## YOUR TASK
Please rewrite every line of the records below as a numbered list, one line per number, and leave out any blank lines.

## STORED RECORDS
● ● ● ● ● ● ●

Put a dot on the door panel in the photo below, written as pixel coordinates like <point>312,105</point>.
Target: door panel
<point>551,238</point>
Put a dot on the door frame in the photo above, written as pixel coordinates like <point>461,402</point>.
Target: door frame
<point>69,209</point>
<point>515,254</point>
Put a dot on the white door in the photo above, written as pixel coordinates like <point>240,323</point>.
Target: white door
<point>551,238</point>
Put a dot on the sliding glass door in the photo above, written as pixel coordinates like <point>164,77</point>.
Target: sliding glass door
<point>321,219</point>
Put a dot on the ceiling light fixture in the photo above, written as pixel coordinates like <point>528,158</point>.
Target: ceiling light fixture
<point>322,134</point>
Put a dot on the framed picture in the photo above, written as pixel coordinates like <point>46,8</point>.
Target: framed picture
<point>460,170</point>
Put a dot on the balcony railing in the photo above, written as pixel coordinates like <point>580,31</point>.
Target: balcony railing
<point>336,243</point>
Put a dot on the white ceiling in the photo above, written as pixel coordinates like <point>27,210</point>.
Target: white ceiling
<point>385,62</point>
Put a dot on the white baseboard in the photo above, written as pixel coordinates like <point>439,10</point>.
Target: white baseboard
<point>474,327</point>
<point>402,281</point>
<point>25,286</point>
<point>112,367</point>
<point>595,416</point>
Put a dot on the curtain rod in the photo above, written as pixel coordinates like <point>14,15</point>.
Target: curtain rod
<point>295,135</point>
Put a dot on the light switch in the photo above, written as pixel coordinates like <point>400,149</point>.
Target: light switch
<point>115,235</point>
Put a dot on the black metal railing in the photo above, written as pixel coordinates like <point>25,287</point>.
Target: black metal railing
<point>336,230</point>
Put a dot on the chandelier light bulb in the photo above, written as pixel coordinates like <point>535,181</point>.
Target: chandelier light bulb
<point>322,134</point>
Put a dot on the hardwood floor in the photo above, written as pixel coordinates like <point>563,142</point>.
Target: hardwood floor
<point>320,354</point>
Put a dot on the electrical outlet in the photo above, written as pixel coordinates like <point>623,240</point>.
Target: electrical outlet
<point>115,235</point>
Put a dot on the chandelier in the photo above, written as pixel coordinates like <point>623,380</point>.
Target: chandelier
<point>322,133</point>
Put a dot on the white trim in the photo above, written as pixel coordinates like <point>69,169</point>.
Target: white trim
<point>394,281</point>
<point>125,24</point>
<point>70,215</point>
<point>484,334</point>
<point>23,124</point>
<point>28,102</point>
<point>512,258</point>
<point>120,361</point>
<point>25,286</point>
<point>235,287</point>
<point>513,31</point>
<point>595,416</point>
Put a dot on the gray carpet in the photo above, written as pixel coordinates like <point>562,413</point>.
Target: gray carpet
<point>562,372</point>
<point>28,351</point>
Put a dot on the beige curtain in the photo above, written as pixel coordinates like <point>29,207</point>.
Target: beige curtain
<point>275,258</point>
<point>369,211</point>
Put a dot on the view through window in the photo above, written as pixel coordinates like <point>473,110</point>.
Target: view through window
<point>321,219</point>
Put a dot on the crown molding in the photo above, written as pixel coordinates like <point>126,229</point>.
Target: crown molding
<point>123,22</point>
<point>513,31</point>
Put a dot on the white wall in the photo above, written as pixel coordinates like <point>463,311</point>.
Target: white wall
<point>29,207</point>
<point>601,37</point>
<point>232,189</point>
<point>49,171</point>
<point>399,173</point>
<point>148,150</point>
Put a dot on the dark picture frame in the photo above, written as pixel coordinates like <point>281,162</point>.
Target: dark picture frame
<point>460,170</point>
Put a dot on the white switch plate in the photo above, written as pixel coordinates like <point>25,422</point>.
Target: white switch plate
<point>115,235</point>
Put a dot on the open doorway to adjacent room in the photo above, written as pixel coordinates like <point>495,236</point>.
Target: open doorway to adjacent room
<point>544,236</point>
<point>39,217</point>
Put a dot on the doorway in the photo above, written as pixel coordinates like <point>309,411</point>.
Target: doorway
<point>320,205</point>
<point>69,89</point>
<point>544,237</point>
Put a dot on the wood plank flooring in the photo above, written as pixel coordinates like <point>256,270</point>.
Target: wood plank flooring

● ● ● ● ● ● ●

## RESPONSE TO THE TASK
1. Put a dot on the door panel in the photo below, written as pixel coordinates like <point>312,105</point>.
2. Target: door panel
3. <point>551,238</point>
4. Put a dot on the door frame in the photo above, written as pixel coordinates like <point>461,402</point>.
5. Target: door frame
6. <point>69,209</point>
7. <point>515,254</point>
8. Put a dot on the white door in the photo above, written as pixel coordinates like <point>240,323</point>.
9. Target: white door
10. <point>551,238</point>
11. Put a dot on the sliding glass door in the photo above, written as pixel coordinates like <point>164,77</point>.
12. Target: sliding glass door
13. <point>321,219</point>
14. Put a dot on the ceiling light fixture in the photo above, written as pixel coordinates like <point>528,158</point>.
15. Target: ceiling light fixture
16. <point>322,134</point>
17. Put a dot on the framed picture in the photo above, written as pixel coordinates like <point>46,8</point>.
18. Target: framed picture
19. <point>460,170</point>
20. Put a dot on the balcony railing in the photo above, written as pixel coordinates like <point>580,31</point>.
21. Target: balcony railing
22. <point>336,243</point>
23. Put a dot on the white ceiling in the photo above, written as pixel coordinates like <point>27,210</point>.
24. Target: white ceiling
25. <point>385,62</point>
26. Put a dot on the white baseboard in the photo above, written as pixel coordinates like <point>439,10</point>.
27. Target: white baseboard
28. <point>474,327</point>
29. <point>402,281</point>
30. <point>25,286</point>
31. <point>112,367</point>
32. <point>595,416</point>
33. Put a dot on the curtain rod in the photo above, written as pixel coordinates like <point>14,15</point>.
34. Target: curtain rod
35. <point>295,135</point>
36. Put a dot on the light switch in the photo above, written as pixel coordinates like <point>400,149</point>.
37. Target: light switch
38. <point>115,235</point>
39. Put a dot on the black metal railing in the photo above, written as pixel coordinates like <point>25,287</point>.
40. Target: black metal railing
41. <point>336,230</point>
42. Put a dot on the chandelier light bulb in the photo above, written as pixel coordinates like <point>535,181</point>.
43. Target: chandelier light bulb
44. <point>322,134</point>
45. Put a dot on the hardwood floor in the photo above, written as pixel coordinates like <point>563,142</point>.
46. Target: hardwood floor
47. <point>320,354</point>
48. Put a dot on the electrical outlet in the photo above, written as pixel coordinates like <point>623,240</point>.
49. Target: electrical outlet
50. <point>115,235</point>
51. Put a dot on the chandelier in the photo above, written as pixel coordinates like <point>623,380</point>.
52. Target: chandelier
53. <point>322,133</point>
54. Put a dot on the white trim in the photo above, written as pixel coordinates like <point>69,169</point>.
55. Target: white trim
56. <point>394,281</point>
57. <point>125,24</point>
58. <point>70,215</point>
59. <point>484,334</point>
60. <point>23,124</point>
61. <point>28,102</point>
62. <point>512,258</point>
63. <point>120,361</point>
64. <point>25,286</point>
65. <point>235,287</point>
66. <point>513,31</point>
67. <point>595,416</point>
68. Put a dot on the gray carpet in the photo above, written as pixel coordinates like <point>562,413</point>.
69. Target: gray carpet
70. <point>562,372</point>
71. <point>28,351</point>
72. Put a dot on the beige curtain in the photo above, written as pixel coordinates like <point>29,207</point>.
73. Target: beige curtain
74. <point>275,258</point>
75. <point>369,211</point>
76. Put a dot on the view through window in the photo above, written as pixel coordinates like <point>473,110</point>.
77. Target: view through window
78. <point>321,219</point>
79. Put a dot on the crown molding in the photo above, written as pixel coordinates like <point>126,229</point>.
80. Target: crown molding
81. <point>123,22</point>
82. <point>513,31</point>
83. Put a dot on the white wall in the photo above, written as pixel coordinates like <point>463,311</point>.
84. Target: white wall
85. <point>29,207</point>
86. <point>601,37</point>
87. <point>232,189</point>
88. <point>49,171</point>
89. <point>399,173</point>
90. <point>148,150</point>
91. Put a dot on the dark picture frame in the photo above, written as pixel coordinates like <point>281,162</point>.
92. Target: dark picture frame
93. <point>460,170</point>
94. Put a dot on the white switch plate in the photo above, written as pixel coordinates like <point>25,422</point>.
95. Target: white switch plate
96. <point>115,235</point>
97. Put a dot on the open doorway to adjacent room in the photo above, written as pixel coordinates like <point>495,236</point>.
98. Target: open doorway to adjacent room
99. <point>544,236</point>
100. <point>39,217</point>
101. Put a dot on the doorway in the photo above, written as pixel coordinates like <point>309,411</point>.
102. Target: doorway
103. <point>320,205</point>
104. <point>69,89</point>
105. <point>544,237</point>
106. Put a dot on the wood plank flooring in the photo above, written as pixel coordinates like <point>256,270</point>.
107. Target: wood plank flooring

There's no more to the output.